#### ENTRIES SUPPLIED:
>>

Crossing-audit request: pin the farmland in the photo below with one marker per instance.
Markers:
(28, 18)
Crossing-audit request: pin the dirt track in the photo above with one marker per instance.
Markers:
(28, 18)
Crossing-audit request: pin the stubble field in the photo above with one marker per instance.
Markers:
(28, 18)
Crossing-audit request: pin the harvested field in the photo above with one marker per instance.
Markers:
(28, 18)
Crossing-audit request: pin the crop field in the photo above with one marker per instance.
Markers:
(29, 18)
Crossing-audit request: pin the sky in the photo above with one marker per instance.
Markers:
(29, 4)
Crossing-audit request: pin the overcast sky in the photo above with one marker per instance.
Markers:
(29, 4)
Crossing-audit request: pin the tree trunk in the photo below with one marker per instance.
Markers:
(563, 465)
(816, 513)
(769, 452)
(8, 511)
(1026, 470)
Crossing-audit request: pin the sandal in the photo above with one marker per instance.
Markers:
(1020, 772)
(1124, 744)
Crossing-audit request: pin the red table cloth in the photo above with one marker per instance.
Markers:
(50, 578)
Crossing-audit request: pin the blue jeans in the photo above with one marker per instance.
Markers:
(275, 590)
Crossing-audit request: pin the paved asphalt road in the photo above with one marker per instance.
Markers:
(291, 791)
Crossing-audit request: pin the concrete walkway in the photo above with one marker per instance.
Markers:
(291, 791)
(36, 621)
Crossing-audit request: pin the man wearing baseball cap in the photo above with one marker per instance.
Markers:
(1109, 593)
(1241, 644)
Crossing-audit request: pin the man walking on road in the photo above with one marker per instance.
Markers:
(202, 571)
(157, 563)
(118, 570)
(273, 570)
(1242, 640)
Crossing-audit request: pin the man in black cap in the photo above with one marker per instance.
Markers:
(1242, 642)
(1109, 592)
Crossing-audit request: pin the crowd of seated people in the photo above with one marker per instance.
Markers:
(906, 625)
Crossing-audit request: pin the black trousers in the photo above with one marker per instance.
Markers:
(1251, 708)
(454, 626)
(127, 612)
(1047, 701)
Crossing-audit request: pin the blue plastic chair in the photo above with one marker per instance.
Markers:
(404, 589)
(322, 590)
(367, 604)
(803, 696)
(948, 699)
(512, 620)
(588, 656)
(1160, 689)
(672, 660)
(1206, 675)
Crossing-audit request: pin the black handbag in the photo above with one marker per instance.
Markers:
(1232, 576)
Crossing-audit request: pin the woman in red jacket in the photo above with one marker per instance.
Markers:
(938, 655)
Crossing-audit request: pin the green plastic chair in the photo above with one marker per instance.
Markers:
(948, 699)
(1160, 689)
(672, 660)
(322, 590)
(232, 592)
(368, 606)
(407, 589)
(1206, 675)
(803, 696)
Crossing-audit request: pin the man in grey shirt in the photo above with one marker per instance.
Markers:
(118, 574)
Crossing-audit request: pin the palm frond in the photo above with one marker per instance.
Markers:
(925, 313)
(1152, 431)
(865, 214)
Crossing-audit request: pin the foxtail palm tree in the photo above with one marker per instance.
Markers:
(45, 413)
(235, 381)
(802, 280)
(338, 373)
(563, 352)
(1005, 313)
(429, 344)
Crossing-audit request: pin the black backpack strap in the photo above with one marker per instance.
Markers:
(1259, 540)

<<
>>

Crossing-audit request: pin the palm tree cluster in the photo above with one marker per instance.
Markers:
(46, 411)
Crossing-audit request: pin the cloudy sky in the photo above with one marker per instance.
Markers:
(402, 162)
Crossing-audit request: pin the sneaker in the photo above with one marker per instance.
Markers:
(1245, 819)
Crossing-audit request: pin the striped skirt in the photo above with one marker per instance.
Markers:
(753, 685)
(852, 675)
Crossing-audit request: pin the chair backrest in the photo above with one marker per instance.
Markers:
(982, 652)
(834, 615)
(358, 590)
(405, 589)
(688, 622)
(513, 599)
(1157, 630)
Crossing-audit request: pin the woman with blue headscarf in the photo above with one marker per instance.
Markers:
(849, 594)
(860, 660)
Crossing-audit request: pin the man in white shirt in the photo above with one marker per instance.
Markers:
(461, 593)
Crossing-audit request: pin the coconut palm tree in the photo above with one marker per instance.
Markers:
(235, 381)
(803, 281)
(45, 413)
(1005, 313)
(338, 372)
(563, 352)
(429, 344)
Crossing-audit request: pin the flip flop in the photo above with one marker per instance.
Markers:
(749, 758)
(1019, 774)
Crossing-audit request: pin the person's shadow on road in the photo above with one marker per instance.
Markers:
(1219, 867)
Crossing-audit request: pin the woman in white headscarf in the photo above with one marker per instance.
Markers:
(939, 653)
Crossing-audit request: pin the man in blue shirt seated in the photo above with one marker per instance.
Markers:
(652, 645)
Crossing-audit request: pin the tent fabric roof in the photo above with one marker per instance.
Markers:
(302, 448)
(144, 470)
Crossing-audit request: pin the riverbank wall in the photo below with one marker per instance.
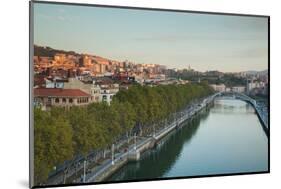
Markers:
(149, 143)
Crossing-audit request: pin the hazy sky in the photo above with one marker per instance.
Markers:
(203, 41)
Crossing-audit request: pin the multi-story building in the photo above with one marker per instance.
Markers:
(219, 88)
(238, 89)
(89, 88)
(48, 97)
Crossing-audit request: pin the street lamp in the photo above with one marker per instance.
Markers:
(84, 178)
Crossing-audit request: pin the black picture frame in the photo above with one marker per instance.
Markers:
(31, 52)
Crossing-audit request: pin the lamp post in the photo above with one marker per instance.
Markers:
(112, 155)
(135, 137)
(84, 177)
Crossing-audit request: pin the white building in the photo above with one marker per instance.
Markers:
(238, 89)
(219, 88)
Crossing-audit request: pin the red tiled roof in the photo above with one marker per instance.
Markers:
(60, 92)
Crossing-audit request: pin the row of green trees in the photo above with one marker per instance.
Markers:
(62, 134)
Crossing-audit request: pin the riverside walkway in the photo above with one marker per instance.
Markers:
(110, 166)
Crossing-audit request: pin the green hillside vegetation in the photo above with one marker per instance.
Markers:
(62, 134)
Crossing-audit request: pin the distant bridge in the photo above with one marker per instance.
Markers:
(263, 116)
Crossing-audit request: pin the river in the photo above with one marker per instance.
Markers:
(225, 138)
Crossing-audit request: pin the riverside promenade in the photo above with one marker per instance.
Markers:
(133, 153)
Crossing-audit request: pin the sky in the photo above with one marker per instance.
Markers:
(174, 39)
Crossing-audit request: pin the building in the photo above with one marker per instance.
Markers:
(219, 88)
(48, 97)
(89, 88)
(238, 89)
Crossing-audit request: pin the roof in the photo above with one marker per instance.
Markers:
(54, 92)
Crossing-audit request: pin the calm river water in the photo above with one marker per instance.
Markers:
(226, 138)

<<
>>

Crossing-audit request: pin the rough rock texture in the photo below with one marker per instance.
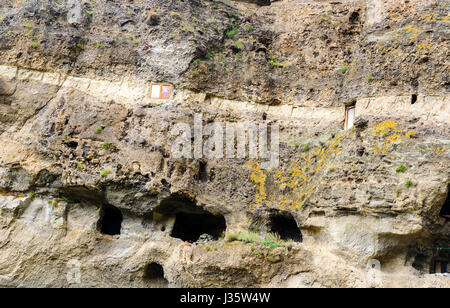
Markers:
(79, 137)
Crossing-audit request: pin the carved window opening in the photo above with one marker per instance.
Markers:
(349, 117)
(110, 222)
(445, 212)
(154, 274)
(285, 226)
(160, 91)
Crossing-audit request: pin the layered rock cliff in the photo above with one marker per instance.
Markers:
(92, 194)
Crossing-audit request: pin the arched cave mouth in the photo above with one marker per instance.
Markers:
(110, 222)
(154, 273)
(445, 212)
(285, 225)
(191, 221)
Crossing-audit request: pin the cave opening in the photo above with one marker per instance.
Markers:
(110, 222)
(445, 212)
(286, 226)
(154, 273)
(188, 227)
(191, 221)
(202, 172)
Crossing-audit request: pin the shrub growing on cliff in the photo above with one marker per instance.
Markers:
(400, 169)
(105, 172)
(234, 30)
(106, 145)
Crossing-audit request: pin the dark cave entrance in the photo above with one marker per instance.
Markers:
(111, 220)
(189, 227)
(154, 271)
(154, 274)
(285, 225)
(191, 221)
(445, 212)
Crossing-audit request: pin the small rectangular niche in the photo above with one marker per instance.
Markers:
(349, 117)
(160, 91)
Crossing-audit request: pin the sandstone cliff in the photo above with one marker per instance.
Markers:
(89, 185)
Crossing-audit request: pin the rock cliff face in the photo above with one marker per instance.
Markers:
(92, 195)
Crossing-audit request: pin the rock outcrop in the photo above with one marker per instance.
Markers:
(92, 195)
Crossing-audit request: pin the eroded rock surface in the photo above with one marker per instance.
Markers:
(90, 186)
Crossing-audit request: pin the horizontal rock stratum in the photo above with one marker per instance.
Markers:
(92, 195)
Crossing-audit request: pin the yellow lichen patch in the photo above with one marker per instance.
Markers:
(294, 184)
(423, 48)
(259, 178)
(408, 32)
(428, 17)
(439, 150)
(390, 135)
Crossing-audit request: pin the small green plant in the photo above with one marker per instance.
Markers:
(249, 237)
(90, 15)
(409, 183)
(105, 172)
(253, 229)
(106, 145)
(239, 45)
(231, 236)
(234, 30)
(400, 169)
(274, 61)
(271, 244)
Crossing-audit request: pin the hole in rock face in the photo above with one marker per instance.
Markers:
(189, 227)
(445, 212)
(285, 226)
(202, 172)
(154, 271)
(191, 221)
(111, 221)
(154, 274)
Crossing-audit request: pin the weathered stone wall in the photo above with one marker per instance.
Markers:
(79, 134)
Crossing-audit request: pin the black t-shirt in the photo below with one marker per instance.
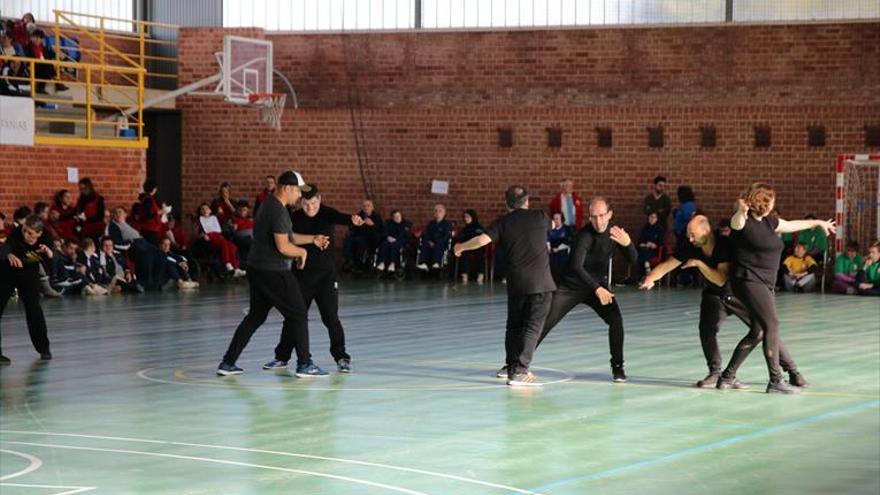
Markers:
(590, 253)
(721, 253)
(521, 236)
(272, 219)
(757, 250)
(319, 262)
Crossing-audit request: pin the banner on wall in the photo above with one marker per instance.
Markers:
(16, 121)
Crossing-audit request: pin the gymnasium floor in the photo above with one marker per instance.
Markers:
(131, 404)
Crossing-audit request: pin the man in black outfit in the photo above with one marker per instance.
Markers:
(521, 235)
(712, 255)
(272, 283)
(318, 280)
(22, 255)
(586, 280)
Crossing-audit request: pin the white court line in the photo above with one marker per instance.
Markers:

<<

#### GOAL:
Gather every line of the material above that contains the word "wall" and copy each one in full.

#### OUTPUT BELOW:
Crossing-audit request: pin the riverbank wall in the photo below with one marker per instance.
Crossing-audit request: pin the weathered stone wall in the photo above with one marker per instance.
Crossing-audit request: pin the banner on wall in the photo above with one marker per instance.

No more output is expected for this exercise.